═════ Entries ═════

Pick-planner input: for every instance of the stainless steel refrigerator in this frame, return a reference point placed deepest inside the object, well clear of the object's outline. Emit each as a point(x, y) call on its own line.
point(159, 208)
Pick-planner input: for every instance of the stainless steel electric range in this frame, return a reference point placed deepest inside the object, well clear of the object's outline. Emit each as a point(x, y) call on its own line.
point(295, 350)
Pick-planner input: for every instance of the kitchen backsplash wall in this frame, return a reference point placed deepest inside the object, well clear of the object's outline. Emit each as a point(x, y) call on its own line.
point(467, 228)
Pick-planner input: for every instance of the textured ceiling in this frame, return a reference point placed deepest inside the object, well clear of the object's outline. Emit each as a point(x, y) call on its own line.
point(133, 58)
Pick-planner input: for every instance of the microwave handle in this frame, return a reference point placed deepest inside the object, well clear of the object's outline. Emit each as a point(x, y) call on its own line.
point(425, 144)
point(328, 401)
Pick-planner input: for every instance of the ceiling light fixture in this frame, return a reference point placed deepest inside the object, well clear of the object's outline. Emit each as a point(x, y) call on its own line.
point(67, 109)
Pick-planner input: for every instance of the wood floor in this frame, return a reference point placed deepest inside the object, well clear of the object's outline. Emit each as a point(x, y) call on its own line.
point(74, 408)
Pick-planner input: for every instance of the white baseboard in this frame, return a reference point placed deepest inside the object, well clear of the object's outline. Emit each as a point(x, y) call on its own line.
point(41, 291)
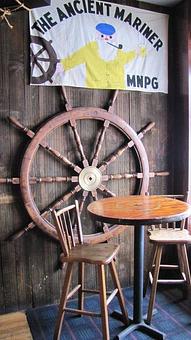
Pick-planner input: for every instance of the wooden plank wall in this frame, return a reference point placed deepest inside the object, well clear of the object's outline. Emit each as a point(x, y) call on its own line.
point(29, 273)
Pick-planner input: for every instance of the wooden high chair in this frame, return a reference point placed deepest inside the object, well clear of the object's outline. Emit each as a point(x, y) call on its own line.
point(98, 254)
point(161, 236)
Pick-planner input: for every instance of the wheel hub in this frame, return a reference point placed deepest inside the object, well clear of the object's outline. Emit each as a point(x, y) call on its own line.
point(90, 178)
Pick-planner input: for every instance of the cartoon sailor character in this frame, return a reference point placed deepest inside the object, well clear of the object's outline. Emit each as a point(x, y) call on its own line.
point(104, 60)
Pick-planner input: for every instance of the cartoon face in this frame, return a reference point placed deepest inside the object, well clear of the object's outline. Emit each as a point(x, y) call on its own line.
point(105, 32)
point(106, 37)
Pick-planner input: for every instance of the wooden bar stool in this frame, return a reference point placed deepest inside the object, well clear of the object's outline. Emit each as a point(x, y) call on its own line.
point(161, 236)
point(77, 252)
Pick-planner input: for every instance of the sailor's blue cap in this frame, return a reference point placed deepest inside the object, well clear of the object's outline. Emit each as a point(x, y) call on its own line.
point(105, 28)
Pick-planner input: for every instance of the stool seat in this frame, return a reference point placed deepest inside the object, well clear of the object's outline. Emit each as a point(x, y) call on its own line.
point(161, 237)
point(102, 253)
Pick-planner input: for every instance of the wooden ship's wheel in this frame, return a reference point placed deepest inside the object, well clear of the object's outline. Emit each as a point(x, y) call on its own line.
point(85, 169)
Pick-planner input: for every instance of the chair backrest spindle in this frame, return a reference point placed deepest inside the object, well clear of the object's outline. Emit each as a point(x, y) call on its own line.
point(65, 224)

═════
═════ Entries ═════

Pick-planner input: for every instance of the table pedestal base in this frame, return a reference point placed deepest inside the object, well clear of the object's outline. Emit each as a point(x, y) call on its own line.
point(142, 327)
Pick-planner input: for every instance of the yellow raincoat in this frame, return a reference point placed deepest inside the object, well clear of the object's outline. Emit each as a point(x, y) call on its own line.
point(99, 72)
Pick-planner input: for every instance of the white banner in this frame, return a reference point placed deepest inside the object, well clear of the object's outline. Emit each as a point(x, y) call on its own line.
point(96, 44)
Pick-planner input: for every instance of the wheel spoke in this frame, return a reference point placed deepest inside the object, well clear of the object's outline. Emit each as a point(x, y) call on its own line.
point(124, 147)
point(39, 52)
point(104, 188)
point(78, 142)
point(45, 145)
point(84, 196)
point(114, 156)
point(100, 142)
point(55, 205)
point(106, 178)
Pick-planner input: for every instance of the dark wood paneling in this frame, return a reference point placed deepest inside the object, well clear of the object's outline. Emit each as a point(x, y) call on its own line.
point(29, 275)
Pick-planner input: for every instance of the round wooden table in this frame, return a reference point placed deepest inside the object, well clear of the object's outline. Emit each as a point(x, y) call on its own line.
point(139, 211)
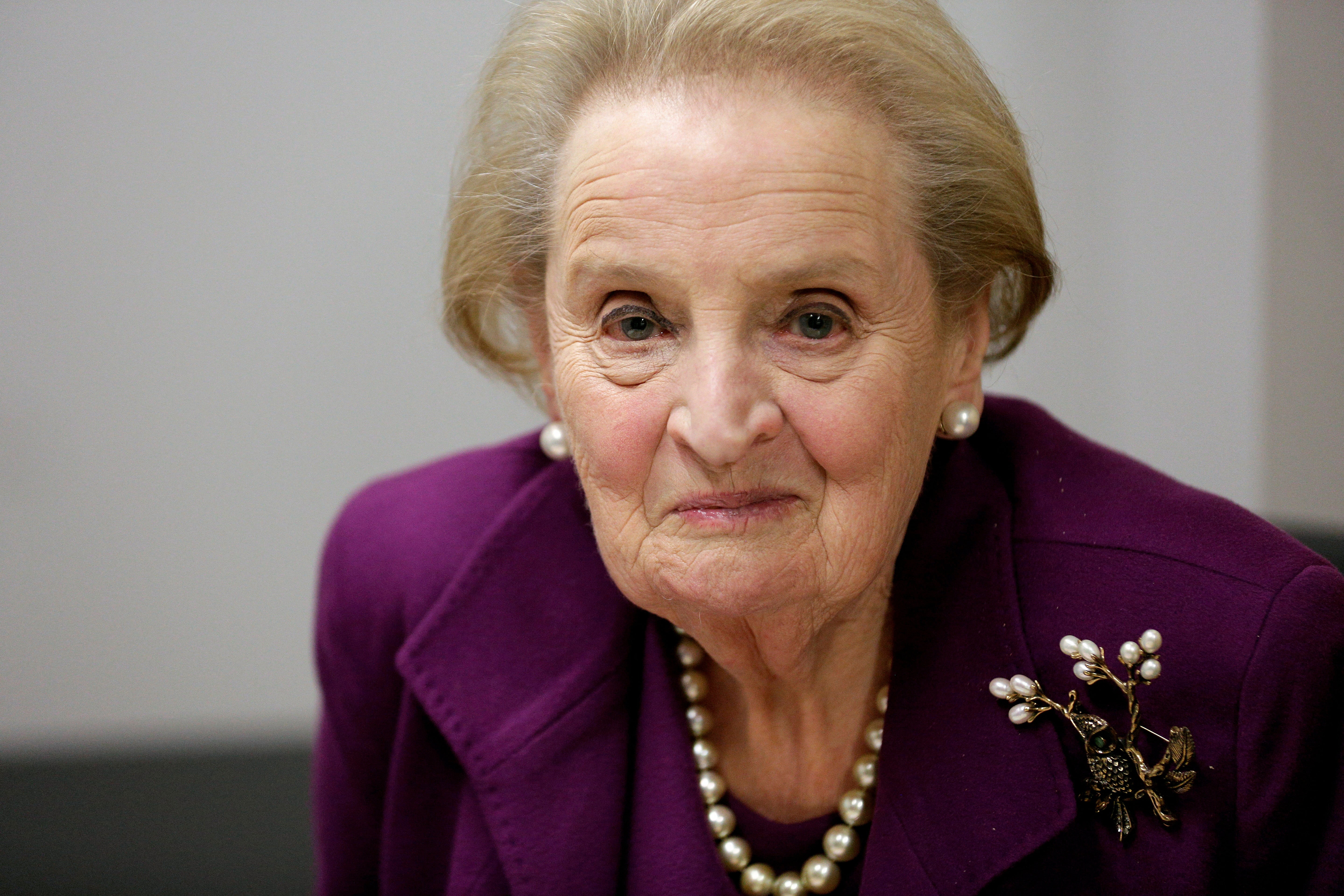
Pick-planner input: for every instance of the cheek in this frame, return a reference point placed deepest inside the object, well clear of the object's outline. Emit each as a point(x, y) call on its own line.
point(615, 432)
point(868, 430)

═════
═════ Entries ═════

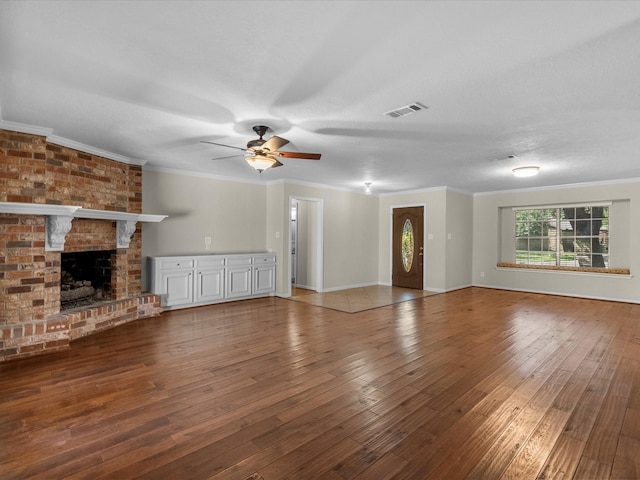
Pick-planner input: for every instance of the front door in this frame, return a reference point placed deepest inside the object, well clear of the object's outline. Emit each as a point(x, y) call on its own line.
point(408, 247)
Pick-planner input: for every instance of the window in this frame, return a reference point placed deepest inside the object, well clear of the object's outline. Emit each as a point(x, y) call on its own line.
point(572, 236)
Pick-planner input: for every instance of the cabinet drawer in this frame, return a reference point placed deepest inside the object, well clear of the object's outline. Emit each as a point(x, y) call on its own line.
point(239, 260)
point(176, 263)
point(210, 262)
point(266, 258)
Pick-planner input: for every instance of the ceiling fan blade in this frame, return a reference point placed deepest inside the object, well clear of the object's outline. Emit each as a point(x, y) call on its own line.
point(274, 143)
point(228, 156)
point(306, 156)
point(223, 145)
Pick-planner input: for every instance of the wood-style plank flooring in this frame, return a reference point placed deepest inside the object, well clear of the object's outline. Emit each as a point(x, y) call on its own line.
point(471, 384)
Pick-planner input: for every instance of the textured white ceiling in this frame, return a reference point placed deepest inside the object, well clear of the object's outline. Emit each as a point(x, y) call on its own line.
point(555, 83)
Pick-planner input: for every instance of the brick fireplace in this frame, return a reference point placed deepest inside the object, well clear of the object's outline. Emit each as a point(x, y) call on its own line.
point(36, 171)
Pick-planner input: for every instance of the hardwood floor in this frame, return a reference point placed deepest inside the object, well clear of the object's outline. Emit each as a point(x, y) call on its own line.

═════

Reproduce the listing from the line that contains "Pick-planner input: for every instance of the cartoon face" through the line that contains "point(85, 169)", and substitute "target point" for each occurrence of "reference point". Leave everything else unchanged and give only those lines.

** Reply to the task **
Pick-planner input: for every instance of the cartoon face in this frame, return a target point placed deepest inside the object, well clear of the object's outline. Emit each as a point(x, y) call on its own line.
point(105, 32)
point(106, 37)
Pick-planner input: for every instance of the wooden bar stool in this frame, return a target point placed deepest inside the object, well clear of the object's outline. Emit each as a point(x, y) call on its own line.
point(161, 236)
point(77, 252)
Pick-planner input: for every instance of the sailor's blue cap in this frame, return a target point placed deepest inside the object, well clear of the object's outline. Emit each as a point(x, y) call on its own line.
point(105, 28)
Pick-planner input: for every instance of the stool seat in this frame, return a target point placed deepest inside the object, well clear of the object's outline. Emit each as a point(x, y) call on its own line.
point(161, 237)
point(102, 253)
Pick-planner input: for every instance of the wooden ship's wheel in this frame, return a target point placed deepest inside the object, well clear of the object's outline. Emit each as a point(x, y) call on its own line.
point(85, 169)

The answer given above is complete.